▶ Activity: Reproduce, character for character, the entries from their opening line through the line with "the tree trunk".

======== Provided data ========

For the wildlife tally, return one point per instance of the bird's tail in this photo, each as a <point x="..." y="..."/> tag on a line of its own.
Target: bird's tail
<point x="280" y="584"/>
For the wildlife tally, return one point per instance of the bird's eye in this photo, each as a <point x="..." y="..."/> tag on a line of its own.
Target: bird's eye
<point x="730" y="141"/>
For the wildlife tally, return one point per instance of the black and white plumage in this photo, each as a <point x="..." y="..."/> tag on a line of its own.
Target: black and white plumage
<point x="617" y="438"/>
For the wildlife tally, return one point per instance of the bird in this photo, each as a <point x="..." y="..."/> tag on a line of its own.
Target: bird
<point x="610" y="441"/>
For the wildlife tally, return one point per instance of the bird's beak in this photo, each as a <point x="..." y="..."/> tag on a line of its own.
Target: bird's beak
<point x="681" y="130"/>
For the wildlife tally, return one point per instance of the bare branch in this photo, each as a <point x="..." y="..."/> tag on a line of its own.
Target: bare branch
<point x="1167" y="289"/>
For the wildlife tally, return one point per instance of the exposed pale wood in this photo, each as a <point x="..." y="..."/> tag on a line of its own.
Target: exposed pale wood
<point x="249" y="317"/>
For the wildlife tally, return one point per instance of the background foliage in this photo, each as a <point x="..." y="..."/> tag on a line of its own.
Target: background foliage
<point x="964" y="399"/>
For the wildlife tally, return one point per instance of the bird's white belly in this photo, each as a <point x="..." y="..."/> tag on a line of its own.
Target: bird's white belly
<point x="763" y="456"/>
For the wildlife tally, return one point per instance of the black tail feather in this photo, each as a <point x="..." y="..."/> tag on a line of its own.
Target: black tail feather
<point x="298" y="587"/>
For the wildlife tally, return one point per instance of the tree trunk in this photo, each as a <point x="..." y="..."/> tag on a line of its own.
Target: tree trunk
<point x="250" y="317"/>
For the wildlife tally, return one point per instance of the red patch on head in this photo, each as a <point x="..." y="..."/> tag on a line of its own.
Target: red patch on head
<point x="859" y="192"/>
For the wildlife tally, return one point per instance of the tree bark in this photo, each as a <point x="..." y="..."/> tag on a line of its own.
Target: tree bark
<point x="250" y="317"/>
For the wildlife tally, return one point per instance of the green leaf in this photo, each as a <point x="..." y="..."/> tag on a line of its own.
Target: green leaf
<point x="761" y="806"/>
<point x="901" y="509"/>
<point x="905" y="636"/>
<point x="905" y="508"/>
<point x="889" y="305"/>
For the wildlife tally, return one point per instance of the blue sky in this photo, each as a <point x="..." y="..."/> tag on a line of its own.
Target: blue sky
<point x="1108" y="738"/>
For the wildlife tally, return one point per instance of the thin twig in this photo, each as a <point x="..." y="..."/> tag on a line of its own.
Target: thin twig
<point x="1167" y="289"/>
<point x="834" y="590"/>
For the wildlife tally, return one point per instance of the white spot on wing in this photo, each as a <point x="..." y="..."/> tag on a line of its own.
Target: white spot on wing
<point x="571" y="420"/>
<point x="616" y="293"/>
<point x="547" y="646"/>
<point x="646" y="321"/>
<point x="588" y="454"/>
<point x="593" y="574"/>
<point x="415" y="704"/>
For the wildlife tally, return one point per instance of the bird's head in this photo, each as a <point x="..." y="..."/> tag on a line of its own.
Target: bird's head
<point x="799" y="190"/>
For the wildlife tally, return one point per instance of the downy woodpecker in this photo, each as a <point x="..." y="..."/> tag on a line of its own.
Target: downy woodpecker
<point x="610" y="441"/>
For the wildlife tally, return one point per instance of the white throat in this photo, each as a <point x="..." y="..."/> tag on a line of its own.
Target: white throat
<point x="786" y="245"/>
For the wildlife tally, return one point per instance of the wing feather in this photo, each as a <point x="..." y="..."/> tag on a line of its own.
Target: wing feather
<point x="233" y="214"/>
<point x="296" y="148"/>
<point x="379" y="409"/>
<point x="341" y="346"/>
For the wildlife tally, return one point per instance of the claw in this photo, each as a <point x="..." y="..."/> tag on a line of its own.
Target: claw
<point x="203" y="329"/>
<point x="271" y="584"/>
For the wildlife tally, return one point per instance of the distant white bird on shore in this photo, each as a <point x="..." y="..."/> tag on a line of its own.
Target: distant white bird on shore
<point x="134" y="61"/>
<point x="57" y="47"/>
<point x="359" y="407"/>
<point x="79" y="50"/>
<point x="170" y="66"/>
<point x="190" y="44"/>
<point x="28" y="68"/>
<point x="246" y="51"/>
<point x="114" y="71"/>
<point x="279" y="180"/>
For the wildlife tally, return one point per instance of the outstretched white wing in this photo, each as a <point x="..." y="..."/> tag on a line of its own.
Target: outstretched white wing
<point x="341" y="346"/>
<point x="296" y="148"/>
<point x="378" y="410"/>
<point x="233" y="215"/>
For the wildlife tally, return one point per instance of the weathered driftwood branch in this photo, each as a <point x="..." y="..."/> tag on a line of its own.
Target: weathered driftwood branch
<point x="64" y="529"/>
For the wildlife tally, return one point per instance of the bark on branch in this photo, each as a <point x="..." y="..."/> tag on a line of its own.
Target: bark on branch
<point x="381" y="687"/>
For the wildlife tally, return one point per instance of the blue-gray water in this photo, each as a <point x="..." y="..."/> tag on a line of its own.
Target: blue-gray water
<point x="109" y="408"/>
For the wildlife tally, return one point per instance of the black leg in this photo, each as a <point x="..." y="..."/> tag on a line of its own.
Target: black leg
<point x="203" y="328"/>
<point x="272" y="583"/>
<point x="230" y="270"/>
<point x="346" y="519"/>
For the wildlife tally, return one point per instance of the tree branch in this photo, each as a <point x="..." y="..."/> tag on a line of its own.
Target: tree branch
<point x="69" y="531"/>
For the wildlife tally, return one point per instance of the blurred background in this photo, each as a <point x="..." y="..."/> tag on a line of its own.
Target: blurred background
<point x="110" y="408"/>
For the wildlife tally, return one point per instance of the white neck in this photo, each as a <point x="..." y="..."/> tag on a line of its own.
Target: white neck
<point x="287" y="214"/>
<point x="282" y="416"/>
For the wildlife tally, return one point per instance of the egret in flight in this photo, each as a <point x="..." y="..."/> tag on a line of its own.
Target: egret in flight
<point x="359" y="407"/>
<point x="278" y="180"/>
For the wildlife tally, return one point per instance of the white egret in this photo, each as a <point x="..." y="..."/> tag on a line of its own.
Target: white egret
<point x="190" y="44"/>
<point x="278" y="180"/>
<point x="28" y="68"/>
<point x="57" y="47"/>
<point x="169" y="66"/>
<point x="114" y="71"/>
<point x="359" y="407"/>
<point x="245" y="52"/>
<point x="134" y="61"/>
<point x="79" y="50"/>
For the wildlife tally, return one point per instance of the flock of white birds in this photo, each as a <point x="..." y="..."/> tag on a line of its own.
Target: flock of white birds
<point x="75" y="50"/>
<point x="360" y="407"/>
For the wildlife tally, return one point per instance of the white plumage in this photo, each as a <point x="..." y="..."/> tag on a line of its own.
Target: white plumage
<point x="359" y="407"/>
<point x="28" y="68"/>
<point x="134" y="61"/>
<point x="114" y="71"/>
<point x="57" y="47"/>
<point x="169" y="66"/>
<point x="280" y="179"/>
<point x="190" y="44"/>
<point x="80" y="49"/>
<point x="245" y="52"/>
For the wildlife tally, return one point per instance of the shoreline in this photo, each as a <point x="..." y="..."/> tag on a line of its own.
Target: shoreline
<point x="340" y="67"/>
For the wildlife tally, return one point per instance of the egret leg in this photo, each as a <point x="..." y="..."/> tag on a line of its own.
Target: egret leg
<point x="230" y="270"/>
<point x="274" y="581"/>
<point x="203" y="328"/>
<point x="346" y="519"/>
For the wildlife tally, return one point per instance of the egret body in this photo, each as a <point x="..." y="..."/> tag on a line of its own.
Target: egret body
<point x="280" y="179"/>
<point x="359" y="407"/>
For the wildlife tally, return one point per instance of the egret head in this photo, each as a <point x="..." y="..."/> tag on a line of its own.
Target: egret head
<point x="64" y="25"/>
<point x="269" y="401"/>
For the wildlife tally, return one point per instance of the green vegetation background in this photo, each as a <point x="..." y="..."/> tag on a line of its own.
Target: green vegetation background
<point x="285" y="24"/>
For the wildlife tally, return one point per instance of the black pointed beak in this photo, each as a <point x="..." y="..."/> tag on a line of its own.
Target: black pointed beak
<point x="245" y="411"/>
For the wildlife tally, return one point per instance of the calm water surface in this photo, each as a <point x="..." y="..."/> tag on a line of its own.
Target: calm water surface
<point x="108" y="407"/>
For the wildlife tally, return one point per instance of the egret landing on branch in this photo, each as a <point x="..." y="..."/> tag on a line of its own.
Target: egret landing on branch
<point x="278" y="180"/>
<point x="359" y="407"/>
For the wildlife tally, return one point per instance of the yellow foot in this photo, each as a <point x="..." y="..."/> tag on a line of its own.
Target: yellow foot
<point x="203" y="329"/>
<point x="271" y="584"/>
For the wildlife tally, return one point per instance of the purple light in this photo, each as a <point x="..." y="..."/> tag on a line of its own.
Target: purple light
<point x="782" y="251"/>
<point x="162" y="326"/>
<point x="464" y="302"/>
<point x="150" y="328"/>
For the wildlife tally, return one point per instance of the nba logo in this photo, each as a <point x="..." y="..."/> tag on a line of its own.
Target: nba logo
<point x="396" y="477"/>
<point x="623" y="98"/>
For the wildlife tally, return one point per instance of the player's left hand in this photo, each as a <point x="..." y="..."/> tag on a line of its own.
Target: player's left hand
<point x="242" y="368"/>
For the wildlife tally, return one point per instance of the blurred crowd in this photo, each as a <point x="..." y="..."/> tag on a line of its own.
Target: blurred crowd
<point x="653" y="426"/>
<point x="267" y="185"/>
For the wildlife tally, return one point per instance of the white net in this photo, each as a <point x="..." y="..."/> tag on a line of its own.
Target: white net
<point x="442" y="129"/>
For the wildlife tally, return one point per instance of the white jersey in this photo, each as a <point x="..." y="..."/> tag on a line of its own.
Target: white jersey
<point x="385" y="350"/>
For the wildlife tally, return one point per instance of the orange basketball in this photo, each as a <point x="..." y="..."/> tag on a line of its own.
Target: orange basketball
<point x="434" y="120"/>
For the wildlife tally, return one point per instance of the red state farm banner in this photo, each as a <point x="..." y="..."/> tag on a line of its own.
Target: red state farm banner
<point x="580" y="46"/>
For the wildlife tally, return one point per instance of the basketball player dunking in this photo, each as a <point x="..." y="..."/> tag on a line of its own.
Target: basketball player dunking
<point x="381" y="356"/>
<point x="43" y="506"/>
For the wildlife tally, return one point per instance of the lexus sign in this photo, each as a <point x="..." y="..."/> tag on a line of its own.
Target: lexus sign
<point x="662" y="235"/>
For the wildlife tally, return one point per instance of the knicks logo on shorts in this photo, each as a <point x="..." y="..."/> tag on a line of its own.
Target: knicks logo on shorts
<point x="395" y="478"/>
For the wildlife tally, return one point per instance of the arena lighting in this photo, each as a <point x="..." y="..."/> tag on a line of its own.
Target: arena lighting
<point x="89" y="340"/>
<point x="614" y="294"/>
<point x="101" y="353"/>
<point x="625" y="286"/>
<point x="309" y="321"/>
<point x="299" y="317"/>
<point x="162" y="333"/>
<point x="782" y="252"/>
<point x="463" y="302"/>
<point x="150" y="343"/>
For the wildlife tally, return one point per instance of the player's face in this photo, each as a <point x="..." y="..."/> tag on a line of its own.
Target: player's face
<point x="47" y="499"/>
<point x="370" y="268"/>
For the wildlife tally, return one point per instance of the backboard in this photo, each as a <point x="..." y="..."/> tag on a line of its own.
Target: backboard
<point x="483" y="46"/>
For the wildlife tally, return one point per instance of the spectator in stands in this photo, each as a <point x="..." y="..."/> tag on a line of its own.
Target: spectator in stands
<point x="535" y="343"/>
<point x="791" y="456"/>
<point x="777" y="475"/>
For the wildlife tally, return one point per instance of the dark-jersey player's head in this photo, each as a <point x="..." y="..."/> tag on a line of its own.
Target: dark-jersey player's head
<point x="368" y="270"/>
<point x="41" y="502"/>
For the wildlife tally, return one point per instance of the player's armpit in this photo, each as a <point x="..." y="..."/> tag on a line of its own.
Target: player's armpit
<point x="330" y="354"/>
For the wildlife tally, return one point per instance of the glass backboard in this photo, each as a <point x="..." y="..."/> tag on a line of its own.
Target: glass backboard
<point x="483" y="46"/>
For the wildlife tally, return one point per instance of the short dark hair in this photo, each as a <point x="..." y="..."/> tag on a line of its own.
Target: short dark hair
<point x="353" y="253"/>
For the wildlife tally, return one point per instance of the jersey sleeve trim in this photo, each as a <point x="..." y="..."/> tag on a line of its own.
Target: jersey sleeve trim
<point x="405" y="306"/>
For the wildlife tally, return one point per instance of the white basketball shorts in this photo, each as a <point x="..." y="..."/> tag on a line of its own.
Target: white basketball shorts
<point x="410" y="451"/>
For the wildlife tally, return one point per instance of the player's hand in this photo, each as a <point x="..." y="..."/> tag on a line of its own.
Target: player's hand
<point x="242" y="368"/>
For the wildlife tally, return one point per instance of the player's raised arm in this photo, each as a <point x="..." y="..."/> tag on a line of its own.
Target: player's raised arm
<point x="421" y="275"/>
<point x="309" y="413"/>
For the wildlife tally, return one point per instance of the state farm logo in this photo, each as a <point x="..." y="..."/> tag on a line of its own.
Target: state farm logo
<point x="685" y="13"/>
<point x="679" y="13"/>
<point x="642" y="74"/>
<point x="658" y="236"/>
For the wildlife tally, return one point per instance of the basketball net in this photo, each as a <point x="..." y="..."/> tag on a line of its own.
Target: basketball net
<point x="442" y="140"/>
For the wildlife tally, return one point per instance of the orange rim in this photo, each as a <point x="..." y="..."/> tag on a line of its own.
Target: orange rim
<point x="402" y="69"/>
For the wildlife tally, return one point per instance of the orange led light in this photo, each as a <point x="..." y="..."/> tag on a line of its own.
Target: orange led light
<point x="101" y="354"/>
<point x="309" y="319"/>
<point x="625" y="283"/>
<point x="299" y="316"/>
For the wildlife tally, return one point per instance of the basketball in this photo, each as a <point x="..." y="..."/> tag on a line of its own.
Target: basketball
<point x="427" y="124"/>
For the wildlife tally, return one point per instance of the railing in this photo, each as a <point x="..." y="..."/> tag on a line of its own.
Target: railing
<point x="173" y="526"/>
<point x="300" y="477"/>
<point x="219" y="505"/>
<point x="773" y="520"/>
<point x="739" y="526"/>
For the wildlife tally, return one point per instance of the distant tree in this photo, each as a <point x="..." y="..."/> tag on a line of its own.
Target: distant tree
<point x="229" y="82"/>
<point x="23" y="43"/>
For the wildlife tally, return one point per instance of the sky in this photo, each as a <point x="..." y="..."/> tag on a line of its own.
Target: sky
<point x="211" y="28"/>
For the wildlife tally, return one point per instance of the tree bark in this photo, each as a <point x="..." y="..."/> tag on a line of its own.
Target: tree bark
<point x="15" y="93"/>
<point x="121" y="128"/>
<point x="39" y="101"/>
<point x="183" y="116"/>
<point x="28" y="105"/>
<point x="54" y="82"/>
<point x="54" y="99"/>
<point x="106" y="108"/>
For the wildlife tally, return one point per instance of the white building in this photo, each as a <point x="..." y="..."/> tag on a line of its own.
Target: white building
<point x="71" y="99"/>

========

▶ Final answer:
For the wildlife tally, return one point per instance of the bird's tail in this photo, each as a <point x="..." y="..."/> tag on a line of its own.
Target: bird's tail
<point x="280" y="584"/>
For the wildlife tally, return one point per instance of the bird's eye in this photo, each as a <point x="..." y="..."/> tag on a line of its own.
Target: bird's eye
<point x="730" y="141"/>
For the wildlife tally, return one point per instance of the black and white plumage in this photo, each as a <point x="..." y="..."/> tag on a line of its own.
Target: black and white plumage
<point x="617" y="438"/>
For the wildlife tally, return one point per instance of the bird in this photo, each as a <point x="..." y="..."/> tag on a line of its own.
Target: bird
<point x="610" y="441"/>
For the wildlife tally, return one point per instance of the bird's beak in this photo, each as a <point x="..." y="..."/> tag on a line of its own.
Target: bird's beak
<point x="681" y="130"/>
For the wildlife tally, return one point per instance of the bare branch in this photo, each as a <point x="..." y="..."/> tag on a line of its own.
Target: bare branch
<point x="1167" y="289"/>
For the wildlife tally, return one point per instance of the exposed pale wood in this photo, each as a <point x="..." y="..."/> tag on a line of its own.
Target: exposed pale wood
<point x="249" y="317"/>
For the wildlife tally, return one point per instance of the background foliage in this photo, each as a <point x="..." y="..."/> tag on a line of its own.
Target: background foliage
<point x="964" y="399"/>
For the wildlife tally, return one point per instance of the bird's white belly in this photo, each as a <point x="..." y="..."/> tag on a line of its own.
Target: bird's white belly
<point x="763" y="456"/>
For the wildlife tally, return one point per instance of the black tail feather in this photo, each as a <point x="..." y="..."/> tag on a line of its own.
Target: black tail feather
<point x="298" y="587"/>
For the wildlife tally, return one point per instance of the tree trunk in this photo, each as a <point x="..." y="..."/> tag on a line of its own.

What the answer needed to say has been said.